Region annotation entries
- - - - - - -
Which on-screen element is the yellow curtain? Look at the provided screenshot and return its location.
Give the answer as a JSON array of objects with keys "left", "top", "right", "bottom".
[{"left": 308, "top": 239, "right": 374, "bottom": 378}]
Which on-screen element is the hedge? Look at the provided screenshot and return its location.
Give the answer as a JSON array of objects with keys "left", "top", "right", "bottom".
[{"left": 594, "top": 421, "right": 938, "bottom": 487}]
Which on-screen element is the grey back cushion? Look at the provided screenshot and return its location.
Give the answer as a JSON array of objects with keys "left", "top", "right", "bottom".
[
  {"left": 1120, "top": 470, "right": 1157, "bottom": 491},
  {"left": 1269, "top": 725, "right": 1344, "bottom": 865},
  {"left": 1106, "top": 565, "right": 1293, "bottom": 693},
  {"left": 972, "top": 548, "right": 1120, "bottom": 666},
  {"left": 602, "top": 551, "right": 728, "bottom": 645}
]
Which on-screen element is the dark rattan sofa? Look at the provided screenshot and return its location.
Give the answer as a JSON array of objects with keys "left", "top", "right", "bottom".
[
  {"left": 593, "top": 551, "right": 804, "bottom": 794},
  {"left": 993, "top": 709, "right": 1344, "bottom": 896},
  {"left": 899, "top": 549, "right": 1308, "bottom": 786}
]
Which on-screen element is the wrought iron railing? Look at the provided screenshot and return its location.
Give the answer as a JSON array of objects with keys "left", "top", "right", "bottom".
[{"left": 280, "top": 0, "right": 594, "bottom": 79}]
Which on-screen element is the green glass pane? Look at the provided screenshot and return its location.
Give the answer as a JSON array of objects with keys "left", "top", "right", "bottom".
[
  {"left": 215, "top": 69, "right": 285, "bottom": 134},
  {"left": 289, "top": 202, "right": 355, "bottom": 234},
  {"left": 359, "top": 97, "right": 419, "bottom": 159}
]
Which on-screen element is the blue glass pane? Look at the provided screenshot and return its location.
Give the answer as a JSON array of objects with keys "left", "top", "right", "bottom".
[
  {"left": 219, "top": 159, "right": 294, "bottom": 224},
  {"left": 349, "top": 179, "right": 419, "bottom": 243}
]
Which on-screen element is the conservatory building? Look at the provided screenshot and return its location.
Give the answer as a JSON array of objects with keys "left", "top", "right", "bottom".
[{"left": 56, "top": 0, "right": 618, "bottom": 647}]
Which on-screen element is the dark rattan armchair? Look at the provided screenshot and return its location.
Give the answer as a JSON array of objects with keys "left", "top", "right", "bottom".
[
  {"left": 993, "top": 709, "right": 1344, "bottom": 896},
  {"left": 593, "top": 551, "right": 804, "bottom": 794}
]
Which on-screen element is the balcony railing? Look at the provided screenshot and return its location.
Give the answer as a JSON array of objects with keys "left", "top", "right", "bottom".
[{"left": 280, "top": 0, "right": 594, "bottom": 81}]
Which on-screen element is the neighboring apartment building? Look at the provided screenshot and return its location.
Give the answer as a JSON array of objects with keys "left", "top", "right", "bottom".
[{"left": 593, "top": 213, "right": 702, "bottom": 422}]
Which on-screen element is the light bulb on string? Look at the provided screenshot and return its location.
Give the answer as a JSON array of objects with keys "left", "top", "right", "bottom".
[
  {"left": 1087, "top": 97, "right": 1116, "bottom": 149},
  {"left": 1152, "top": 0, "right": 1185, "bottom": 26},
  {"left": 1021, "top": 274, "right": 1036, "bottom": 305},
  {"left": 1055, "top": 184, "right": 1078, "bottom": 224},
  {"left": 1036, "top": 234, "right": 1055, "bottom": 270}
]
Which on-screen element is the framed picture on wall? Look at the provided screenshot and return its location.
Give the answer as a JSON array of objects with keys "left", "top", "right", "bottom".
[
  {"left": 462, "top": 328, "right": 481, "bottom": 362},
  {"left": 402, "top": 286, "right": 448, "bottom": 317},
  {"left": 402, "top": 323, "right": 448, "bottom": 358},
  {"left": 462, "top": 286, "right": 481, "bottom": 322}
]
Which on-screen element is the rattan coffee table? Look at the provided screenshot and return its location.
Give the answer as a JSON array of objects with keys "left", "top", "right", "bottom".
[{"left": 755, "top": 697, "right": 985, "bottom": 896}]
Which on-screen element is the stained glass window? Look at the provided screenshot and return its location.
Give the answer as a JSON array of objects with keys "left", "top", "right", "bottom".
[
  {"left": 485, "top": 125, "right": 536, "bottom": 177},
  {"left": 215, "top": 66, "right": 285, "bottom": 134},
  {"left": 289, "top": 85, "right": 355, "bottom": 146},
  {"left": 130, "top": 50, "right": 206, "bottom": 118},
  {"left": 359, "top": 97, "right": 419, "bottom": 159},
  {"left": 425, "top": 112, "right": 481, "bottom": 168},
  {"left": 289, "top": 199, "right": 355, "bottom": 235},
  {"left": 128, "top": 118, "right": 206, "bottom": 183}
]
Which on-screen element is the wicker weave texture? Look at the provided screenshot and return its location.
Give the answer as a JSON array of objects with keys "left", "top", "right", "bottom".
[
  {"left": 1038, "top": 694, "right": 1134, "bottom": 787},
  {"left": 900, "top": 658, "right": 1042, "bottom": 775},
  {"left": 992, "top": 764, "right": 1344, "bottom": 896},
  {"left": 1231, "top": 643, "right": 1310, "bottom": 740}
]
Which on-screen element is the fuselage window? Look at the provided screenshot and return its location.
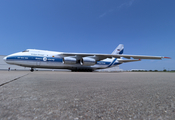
- - - - - - -
WORK REQUIRED
Count how many lines of the material above contain the string "dark", treating case as significant, and give only that number.

RESPONSE BELOW
2